# Partes do exercício:
A) Extraia do texto sobre a justiça gratuita o trecho que começa com "Nesse sentido, Cândido" e segue até "PROVAS. SÚMULA 7/STJ.", sem mudar nada.
B) Traduza para o inglês esta frase do texto sobre a justiça gratuita: "De acordo com entendimento firmado nesta Corte, a declaração de pobreza, com o intuito de obter os benefícios da assistência judiciária gratuita, goza de presunção relativa, admitindo, portanto, prova em contrário."

# Texto de origem:
A decisão, com a devida vênia, por um lado equivocada (considerou que a Constituição Federal exige comprovação para a concessão do benefício da justiça gratuita, o que é uma premissa errônea, como já se viu), erige uma discussão de suma importância: se a atual configuração da Lei do benefício da gratuidade é adequada, especialmente no que concerne à maneira em que se é exigida a prova do preenchimento do seu único requisito (“... todo aquele cuja situação econômica não lhe permita pagar as custas do processo e os honorários de advogado, sem prejuízo do sustento próprio ou da família.”), qual seja, a mera declaração de necessidade financeira, e na distribuição do ônus probatório (impugnação à justiça gratuita).

2.5. Presunção relativa da afirmação de que se trata o caput do artigo 4º, da Lei nº 1.060/50

Como se viu, a declaração de pobreza é considerada uma presunção relativa, ou seja, a hipossuficiência econômica do pretenso beneficiário será considerada verdadeira até que prove o contrário, seja ex officio ou por iniciativa da parte contrária – impugnação à justiça gratuita.

Nesse sentido, Cândido Rangel Dinamarco aponta a função primordial da presunção relativa que traz a legislação em questão. Afirma que a prova em contrário é fundamental para fechar as portas à “litigância temerária e irresponsável, que o sistema de justiça onerosa visa a coibir”, pois implica em superar a presunção de necessidade financeira, desde que existam suficientes indícios da capacidade de suportar as custas e os honorários advocatícios.[105]

Nossa jurisprudência:

AGRAVO REGIMENTAL NO AGRAVO EM RECURSO ESPECIAL. JUSTIÇA GRATUITA. DECLARAÇÃO DE POBREZA. PRESUNÇÃO RELATIVA. EXIGÊNCIA DE COMPROVAÇÃO. ADMISSIBILIDADE. ANÁLISE DAS CONDIÇÕES ECONÔMICAS DEMONSTRADAS. REEXAME DE PROVAS. SÚMULA 7/STJ.

1. De acordo com entendimento firmado nesta Corte, a declaração de pobreza, com o intuito de obter os benefícios da assistência judiciária gratuita, goza de presunção relativa, admitindo, portanto, prova em contrário.

2. Além disso, o Superior Tribunal de Justiça já decidiu que o magistrado pode ordenar a comprovação do estado de miserabilidade a fim de subsidiar o deferimento da assistência judiciária gratuita.

3. A pretensão de que seja avaliada por esta Corte a condição econômica do requerente exigiria reexame de provas, o que é vedado em sede de recurso especial, em face do óbice da Súmula 7/STJ.

4. Agravo regimental a que se nega provimento.[106]

Assim, como já se adiantou, cabe à parte contrária ou ao próprio Juízo, apontarem os indícios de falsa necessidade financeira, seja pela impugnação à justiça gratuita[107] (artigo 7º, da Lei da assistência judiciária) ou pelo próprio magistrado, de ofício.

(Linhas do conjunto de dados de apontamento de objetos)
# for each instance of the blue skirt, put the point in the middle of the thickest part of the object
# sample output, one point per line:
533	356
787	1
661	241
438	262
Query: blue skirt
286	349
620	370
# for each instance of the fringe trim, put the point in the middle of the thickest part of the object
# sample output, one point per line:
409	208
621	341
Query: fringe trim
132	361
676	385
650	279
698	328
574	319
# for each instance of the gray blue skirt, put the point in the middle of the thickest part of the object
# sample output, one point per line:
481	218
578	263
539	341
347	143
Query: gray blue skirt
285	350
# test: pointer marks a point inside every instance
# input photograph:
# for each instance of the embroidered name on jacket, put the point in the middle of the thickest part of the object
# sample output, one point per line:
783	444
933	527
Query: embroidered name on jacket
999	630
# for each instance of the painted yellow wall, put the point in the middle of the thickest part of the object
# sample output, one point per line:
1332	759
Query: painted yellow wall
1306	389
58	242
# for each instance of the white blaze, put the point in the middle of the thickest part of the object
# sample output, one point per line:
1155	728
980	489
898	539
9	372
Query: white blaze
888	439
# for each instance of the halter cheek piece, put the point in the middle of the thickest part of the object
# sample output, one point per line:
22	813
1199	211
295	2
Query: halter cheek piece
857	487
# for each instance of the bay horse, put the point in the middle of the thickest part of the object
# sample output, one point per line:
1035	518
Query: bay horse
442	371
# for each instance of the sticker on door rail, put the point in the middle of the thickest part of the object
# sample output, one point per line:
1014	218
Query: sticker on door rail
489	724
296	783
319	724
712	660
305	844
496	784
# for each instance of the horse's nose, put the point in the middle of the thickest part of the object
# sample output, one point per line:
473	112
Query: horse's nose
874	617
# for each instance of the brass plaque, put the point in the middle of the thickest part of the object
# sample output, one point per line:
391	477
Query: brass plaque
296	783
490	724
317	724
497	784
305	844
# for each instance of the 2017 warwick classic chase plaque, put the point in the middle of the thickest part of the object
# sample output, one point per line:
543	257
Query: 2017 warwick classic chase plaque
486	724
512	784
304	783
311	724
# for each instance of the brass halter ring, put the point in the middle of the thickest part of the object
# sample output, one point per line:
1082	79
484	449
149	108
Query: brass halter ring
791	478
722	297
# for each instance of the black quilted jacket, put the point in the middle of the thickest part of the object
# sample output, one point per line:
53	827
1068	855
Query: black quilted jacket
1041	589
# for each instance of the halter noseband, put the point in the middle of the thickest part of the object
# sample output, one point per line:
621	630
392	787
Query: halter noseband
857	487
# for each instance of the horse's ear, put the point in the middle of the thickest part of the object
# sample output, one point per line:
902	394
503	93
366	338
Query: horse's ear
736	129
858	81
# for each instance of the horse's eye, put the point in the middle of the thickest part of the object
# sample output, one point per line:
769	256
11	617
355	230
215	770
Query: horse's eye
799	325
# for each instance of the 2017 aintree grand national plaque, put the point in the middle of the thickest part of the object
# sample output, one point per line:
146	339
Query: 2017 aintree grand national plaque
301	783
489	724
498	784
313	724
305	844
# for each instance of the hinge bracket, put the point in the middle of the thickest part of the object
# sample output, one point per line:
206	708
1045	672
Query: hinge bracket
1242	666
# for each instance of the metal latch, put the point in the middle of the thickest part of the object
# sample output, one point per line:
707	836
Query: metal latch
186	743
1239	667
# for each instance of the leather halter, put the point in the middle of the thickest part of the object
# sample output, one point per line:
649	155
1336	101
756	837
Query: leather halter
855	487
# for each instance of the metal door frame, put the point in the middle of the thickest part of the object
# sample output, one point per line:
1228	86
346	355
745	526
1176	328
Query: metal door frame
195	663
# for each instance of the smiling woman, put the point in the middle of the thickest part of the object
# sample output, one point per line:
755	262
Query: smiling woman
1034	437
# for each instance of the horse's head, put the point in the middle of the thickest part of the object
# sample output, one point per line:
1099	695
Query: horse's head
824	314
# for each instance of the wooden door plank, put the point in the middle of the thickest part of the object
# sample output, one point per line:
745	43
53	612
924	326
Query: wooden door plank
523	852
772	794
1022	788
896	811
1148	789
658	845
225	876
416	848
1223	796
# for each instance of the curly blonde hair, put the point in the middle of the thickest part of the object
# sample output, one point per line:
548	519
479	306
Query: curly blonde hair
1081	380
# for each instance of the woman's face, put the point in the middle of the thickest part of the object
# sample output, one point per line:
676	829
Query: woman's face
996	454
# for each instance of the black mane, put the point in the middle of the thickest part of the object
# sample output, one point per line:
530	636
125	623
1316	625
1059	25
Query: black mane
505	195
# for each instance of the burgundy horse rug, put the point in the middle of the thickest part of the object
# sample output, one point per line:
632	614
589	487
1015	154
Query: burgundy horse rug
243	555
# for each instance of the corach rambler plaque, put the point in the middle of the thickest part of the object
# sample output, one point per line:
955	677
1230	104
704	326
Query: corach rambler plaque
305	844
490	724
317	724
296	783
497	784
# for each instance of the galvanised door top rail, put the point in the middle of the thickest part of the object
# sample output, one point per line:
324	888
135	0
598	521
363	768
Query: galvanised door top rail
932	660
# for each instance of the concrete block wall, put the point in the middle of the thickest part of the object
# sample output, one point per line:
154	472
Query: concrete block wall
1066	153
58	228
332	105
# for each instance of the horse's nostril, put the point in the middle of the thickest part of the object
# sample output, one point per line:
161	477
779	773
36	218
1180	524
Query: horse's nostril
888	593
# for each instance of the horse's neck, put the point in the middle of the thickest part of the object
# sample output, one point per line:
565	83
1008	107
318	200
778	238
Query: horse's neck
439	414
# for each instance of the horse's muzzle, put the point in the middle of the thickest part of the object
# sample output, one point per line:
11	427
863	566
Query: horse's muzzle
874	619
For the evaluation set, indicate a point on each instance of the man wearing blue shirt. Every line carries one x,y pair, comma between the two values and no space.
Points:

# Respostas:
A)
Nesse sentido, Cândido Rangel Dinamarco aponta a função primordial da presunção relativa que traz a legislação em questão. Afirma que a prova em contrário é fundamental para fechar as portas à “litigância temerária e irresponsável, que o sistema de justiça onerosa visa a coibir”, pois implica em superar a presunção de necessidade financeira, desde que existam suficientes indícios da capacidade de suportar as custas e os honorários advocatícios.[105]

Nossa jurisprudência:

AGRAVO REGIMENTAL NO AGRAVO EM RECURSO ESPECIAL. JUSTIÇA GRATUITA. DECLARAÇÃO DE POBREZA. PRESUNÇÃO RELATIVA. EXIGÊNCIA DE COMPROVAÇÃO. ADMISSIBILIDADE. ANÁLISE DAS CONDIÇÕES ECONÔMICAS DEMONSTRADAS. REEXAME DE PROVAS. SÚMULA 7/STJ.

B) According to the understanding established by this Court, a declaration of poverty made to obtain the benefits of free legal aid enjoys a rebuttable presumption and therefore admits evidence to the contrary.